● **GIVEN REQUEST**
Reproduce every one of the following entries word for word, with no changes.

(Lines of data)
----

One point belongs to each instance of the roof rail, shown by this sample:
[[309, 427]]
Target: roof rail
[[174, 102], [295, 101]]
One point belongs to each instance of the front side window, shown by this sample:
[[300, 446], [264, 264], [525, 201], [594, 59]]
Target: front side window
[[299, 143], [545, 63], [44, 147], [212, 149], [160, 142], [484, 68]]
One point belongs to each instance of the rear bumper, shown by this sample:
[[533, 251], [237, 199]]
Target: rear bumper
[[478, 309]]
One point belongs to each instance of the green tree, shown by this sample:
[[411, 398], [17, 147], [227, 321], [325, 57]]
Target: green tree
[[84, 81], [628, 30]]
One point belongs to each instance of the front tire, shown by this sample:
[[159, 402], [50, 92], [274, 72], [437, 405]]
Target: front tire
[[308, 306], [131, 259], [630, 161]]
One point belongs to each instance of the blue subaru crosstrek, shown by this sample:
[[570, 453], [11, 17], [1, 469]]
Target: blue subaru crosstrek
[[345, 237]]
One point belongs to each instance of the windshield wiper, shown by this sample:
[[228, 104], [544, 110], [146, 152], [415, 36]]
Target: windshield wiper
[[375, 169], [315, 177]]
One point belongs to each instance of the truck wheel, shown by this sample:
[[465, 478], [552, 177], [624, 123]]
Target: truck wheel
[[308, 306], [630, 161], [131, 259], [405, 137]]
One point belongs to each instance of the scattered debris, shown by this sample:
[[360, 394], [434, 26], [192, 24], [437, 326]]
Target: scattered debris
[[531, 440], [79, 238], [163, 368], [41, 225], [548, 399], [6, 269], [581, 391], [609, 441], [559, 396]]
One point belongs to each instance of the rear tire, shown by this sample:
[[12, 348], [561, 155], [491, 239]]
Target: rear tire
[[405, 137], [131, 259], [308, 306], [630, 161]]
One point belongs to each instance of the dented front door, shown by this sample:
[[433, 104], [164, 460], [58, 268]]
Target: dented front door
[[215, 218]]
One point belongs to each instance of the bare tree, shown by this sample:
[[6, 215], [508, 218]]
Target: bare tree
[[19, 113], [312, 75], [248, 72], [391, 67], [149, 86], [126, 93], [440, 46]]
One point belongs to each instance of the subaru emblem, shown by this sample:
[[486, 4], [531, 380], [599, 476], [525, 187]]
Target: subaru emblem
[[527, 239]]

----

● **SOLUTION FOR THIS EXERCISE**
One point belongs to each instance of the roof rail, shown by this sample:
[[309, 427]]
Target: roof rail
[[174, 102], [295, 101]]
One point belongs to each instance of the front side window, shown by this sample:
[[300, 446], [264, 264], [525, 201], [594, 59]]
Target: front side window
[[299, 143], [545, 63], [44, 147], [212, 149], [160, 142], [484, 68]]
One point belongs to each instance of the rear bumper, shown by this sample:
[[533, 251], [237, 199]]
Target: rear bumper
[[478, 309]]
One point belongs to each instance of the green tree, shown by this sample:
[[411, 398], [17, 147], [227, 321], [325, 57]]
Target: green tree
[[84, 81], [628, 30]]
One point belongs to each instance of the front tire, shown by this sample:
[[159, 402], [50, 92], [274, 72], [437, 405]]
Target: front tire
[[308, 306], [131, 259], [630, 161]]
One point belongs to each instance of the blue subaru crosstrek, shown by this sample:
[[570, 453], [11, 17], [1, 469]]
Target: blue subaru crosstrek
[[345, 237]]
One point belongs to each instance of the windshield wiper, shown by this sample:
[[228, 104], [544, 110], [146, 152], [415, 36]]
Target: windshield wiper
[[375, 169], [315, 177]]
One point belongs to each instance of the truck wheel, shown by this sample:
[[465, 478], [552, 177], [624, 123]]
Target: truck wheel
[[308, 306], [630, 161], [131, 259], [405, 137]]
One point belongs to each instance of the scattered debris, shown by this sample:
[[360, 394], [434, 26], [192, 24], [437, 326]]
Target: scattered debris
[[531, 440], [79, 238], [163, 368], [41, 225], [548, 399], [6, 269], [581, 391], [609, 441], [559, 396]]
One point belongs to each instance of the rear tire, shown by this sample:
[[12, 348], [561, 155], [491, 239]]
Target: rear tire
[[405, 137], [131, 259], [308, 306], [630, 161]]
One point belongs to each instance of the dented front door, shown by this sample:
[[433, 104], [164, 460], [58, 268]]
Target: dented front door
[[215, 218]]
One point belongs to each instance of the bare tree, shown by this sample:
[[6, 215], [508, 218]]
Target: bare tree
[[19, 113], [312, 75], [248, 72], [391, 67], [149, 86], [126, 93], [440, 46]]
One point belongs to each instance of the subaru emblem, shown by this sample:
[[486, 4], [531, 380], [599, 476], [525, 187]]
Target: subaru emblem
[[527, 239]]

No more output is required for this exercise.